-- DATA IN THIS EXERCISE --
▶

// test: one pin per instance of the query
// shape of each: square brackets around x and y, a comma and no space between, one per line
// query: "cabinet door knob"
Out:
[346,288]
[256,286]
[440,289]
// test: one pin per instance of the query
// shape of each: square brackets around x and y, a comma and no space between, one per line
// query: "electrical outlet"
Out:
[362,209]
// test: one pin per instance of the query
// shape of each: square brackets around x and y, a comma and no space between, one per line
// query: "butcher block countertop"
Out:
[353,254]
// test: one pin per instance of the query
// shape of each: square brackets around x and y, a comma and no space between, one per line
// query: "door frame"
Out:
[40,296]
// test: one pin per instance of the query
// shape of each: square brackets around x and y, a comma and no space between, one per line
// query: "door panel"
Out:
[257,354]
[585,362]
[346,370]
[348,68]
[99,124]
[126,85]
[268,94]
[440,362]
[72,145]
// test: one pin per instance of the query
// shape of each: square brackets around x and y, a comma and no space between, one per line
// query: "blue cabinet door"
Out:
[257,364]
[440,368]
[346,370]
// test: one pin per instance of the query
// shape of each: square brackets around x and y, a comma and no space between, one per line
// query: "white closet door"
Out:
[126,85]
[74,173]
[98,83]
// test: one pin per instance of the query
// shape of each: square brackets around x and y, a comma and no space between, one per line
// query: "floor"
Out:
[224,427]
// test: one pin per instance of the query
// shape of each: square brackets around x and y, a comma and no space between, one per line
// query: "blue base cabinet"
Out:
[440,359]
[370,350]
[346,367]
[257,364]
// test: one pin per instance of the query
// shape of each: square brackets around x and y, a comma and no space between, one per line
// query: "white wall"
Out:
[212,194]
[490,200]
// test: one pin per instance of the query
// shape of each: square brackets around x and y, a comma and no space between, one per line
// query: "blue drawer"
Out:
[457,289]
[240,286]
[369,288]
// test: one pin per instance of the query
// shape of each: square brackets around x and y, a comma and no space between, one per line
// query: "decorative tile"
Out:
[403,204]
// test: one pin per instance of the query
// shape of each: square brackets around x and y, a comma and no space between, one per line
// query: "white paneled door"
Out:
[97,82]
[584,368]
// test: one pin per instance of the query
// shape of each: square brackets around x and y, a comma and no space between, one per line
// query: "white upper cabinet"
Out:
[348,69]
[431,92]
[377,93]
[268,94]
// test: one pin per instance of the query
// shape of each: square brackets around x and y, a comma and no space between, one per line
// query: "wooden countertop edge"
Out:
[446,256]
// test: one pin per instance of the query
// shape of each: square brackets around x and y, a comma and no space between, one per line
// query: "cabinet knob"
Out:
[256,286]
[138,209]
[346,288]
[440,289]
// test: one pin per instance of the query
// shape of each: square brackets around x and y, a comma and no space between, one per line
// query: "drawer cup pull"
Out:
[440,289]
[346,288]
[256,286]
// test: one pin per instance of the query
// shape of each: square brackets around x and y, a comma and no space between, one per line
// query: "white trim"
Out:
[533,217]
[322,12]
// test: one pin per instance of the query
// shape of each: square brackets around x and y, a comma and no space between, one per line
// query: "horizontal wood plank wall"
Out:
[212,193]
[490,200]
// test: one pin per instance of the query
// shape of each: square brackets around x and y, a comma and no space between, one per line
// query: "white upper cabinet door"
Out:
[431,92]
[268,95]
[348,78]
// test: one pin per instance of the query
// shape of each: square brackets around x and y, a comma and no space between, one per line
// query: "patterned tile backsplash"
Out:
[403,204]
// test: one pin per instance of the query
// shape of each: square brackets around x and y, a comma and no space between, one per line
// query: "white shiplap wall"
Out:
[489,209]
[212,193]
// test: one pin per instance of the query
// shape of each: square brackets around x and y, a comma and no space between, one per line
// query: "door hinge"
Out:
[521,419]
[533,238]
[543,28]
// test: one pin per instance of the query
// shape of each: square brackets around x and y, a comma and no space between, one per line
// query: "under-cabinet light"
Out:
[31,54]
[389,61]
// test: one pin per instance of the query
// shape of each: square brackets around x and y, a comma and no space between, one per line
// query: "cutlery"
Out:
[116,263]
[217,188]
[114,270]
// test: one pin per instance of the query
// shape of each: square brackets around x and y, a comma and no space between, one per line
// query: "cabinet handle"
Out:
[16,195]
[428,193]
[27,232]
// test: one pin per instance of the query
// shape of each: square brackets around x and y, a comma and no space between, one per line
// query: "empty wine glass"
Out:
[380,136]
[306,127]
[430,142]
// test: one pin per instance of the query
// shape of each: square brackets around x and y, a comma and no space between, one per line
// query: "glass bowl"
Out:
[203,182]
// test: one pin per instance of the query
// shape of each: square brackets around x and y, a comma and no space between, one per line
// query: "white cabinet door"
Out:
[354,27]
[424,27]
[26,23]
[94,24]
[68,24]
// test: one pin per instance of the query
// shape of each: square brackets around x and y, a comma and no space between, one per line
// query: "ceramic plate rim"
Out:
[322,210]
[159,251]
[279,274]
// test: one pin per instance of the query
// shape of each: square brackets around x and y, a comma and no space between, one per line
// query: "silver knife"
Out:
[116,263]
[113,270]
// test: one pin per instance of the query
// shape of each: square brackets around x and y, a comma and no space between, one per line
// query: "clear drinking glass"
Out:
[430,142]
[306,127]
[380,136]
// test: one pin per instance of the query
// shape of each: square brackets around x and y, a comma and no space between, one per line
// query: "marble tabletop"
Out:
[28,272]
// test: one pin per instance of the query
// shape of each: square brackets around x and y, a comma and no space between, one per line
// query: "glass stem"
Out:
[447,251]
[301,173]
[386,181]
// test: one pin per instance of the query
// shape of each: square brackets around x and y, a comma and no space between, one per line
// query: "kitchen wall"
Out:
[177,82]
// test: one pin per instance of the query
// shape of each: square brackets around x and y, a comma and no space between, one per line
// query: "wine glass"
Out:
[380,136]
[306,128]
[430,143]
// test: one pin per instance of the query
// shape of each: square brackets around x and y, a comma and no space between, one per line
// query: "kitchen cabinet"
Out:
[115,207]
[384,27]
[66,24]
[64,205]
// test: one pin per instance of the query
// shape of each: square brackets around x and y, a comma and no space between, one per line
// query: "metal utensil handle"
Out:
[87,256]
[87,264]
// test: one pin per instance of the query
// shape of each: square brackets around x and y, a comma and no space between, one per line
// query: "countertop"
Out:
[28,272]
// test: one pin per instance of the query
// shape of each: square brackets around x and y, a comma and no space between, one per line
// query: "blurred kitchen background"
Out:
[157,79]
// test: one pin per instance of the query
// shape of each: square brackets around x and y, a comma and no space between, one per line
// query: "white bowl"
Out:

◀

-- WHAT YOU SHOULD DO --
Please retype all of the records, keeping each line exactly as it is.

-- TASK OUTPUT --
// test: one pin per instance of the query
// shape of each: square brackets around x and y, a comma and no space between, one per line
// query: "cabinet door knob"
Out:
[346,288]
[256,286]
[440,289]
// test: one pin per instance of the query
// shape of each: square brackets around x and y, a comma and no space between, one per line
// query: "electrical outlet"
Out:
[362,209]
// test: one pin per instance of the query
// shape of each: square brackets around x and y, a comma and no space between, one per line
// query: "butcher block countertop"
Out:
[353,254]
// test: one pin per instance of the query
// shape of each: square brackets around x and y, a comma and no space between, one per line
// query: "door frame"
Out:
[40,296]
// test: one pin per instance of the query
// shape of each: square brackets around x and y, a comma and no space between, one per line
// query: "door panel"
Out:
[257,354]
[585,362]
[346,370]
[348,68]
[99,124]
[126,85]
[268,94]
[440,362]
[72,145]
// test: one pin per instance of the query
// shape of each: square brackets around x and y, a comma and no space between, one per line
// query: "blue cabinet door"
Out:
[257,364]
[440,368]
[346,370]
// test: one pin per instance of the query
// shape of each: square brackets around x and y, a comma and no space between, one per line
// query: "white closet door"
Out:
[126,85]
[74,173]
[98,83]
// test: one pin per instance of the query
// shape of each: square brackets around x and y, a comma and no space between, one per line
// query: "floor"
Out:
[224,427]
// test: one pin per instance of the query
// shape of each: square brackets around x and y, a comma and no space between, one per line
// query: "blue base cabinet"
Out:
[440,359]
[370,350]
[346,367]
[257,364]
// test: one pin per instance of the query
// shape of each: square brackets around x and y, a comma and no space between, one per line
// query: "white wall"
Out:
[212,194]
[490,200]
// test: one pin per instance of the query
// shape of each: square brackets around x and y, a comma and no space between, one per line
// query: "blue drawer"
Out:
[457,289]
[240,286]
[369,288]
// test: one pin per instance of the query
// shape of each: square brackets around x and y, a comma and no space between, one per line
// query: "decorative tile"
Out:
[403,204]
// test: one pin per instance of the query
// shape of each: square brackets around x and y, a comma and no space between, one per line
// query: "white paneled door"
Out:
[97,82]
[584,368]
// test: one pin per instance of the query
// shape of each: square brackets around x and y, a comma and no space between, one per line
// query: "white upper cabinet"
Out:
[348,69]
[431,92]
[377,93]
[268,94]
// test: one pin per instance of the query
// shape of each: square brackets around x and y, a comma and no space between, one per line
// query: "wooden countertop edge"
Out:
[446,256]
// test: one pin per instance of the query
// shape of each: square brackets around x and y, a comma and no space between, one per line
// query: "cabinet knob"
Out:
[256,286]
[138,209]
[346,288]
[440,289]
// test: one pin per instance of the query
// shape of each: square brackets around x and y, a comma and no space between, one per line
// query: "drawer cup pull"
Out:
[440,289]
[346,288]
[256,286]
// test: one pin per instance of the query
// shape of each: square brackets around x and y, a comma and no space between, one per line
// query: "white trim"
Out:
[533,217]
[322,12]
// test: one pin per instance of the query
// shape of each: square brackets around x and y, a comma and no space between, one per line
// query: "horizontal wood plank wall"
Out:
[212,193]
[490,200]
// test: one pin per instance of the query
// shape of each: square brackets around x and y, a comma and no space between, one per line
// query: "white upper cabinet door"
Out:
[431,92]
[268,95]
[348,78]
// test: one pin per instance of the query
// shape of each: square brackets around x and y, a comma and no space between, one per line
// query: "patterned tile backsplash"
Out:
[403,204]
// test: one pin per instance of the query
// shape of each: square brackets around x and y, a comma and no space between, one per line
// query: "white shiplap wall"
Out:
[489,209]
[212,193]
// test: one pin per instance of the query
// shape of each: square brackets around x and y, a comma and no space between, one per line
// query: "door hinge"
Out:
[521,419]
[533,238]
[543,28]
// test: one pin per instance of the query
// shape of each: square brackets around x and y, a comma and no space between, one per line
// query: "under-cabinet light"
Out:
[31,54]
[389,61]
// test: one pin per instance of the query
// shape of each: square brackets around x and y, a comma and no space between, one per line
// query: "cutlery"
Out:
[116,263]
[217,188]
[114,270]
// test: one pin per instance of the query
// shape of each: square brackets around x and y, a comma and no space between, one per line
// query: "cabinet handle"
Out:
[16,195]
[428,193]
[27,232]
// test: one pin per instance of the query
// shape of each: square brackets around x and y, a comma and no space between, one per line
// query: "empty wine glass"
Out:
[380,136]
[306,127]
[430,142]
// test: one pin per instance of the query
// shape of each: square brackets around x and y, a comma and no space between, one per line
// query: "glass bowl"
Out:
[203,182]
// test: one pin per instance of the query
// shape of each: square brackets around x and y, a comma and no space between, one per line
// query: "white cabinet door"
Out:
[354,27]
[424,27]
[26,23]
[94,24]
[68,24]
// test: one pin per instance of the query
// shape of each: square brackets around x and y, a comma and no space between, one per line
// query: "ceramic plate rim"
Out:
[322,210]
[159,251]
[279,274]
// test: one pin per instance of the query
// shape of each: square brackets around x and y, a comma and no space between, one per line
// query: "silver knife"
Out:
[116,263]
[113,270]
// test: one pin per instance of the query
// shape of each: square brackets around x and y, a comma and no space between, one per line
// query: "clear drinking glass"
Out:
[430,142]
[306,127]
[380,136]
// test: one pin per instance of the query
// shape of each: square brackets around x and y, a comma and no space between, one per line
// query: "marble tabletop"
Out:
[28,272]
// test: one pin per instance of the query
// shape of each: square brackets around x and y, a comma and no space between, one per line
// query: "glass stem"
Out:
[447,251]
[301,173]
[386,181]
// test: one pin per instance of the query
// shape of each: square brackets around x and y, a comma and no space between, one per line
// query: "kitchen wall"
Out:
[177,82]
// test: one pin per instance of the query
// shape of each: square brackets around x and y, a comma and no space between, one per line
// query: "wine glass"
Out:
[380,136]
[306,128]
[430,143]
// test: one pin per instance of the query
// shape of each: square brackets around x and y, a comma and no space between, one per line
// query: "kitchen cabinet"
Out:
[115,207]
[384,27]
[66,24]
[64,205]
// test: one pin per instance of the query
// shape of each: square brackets around x and y, a comma and no space between, one per line
// query: "metal utensil handle"
Out:
[87,256]
[87,264]
// test: one pin per instance of the query
// shape of each: square brackets around x and y, a comma and no space between, one per line
// query: "countertop"
Out:
[28,272]
// test: one pin per instance of the query
// shape of each: square brackets around x and y, a comma and no space between, one per line
// query: "blurred kitchen background"
Out:
[157,79]
// test: one pin per instance of the query
// shape of each: square brackets around x and y, a comma and no space between, one per line
// query: "white bowl"
Out:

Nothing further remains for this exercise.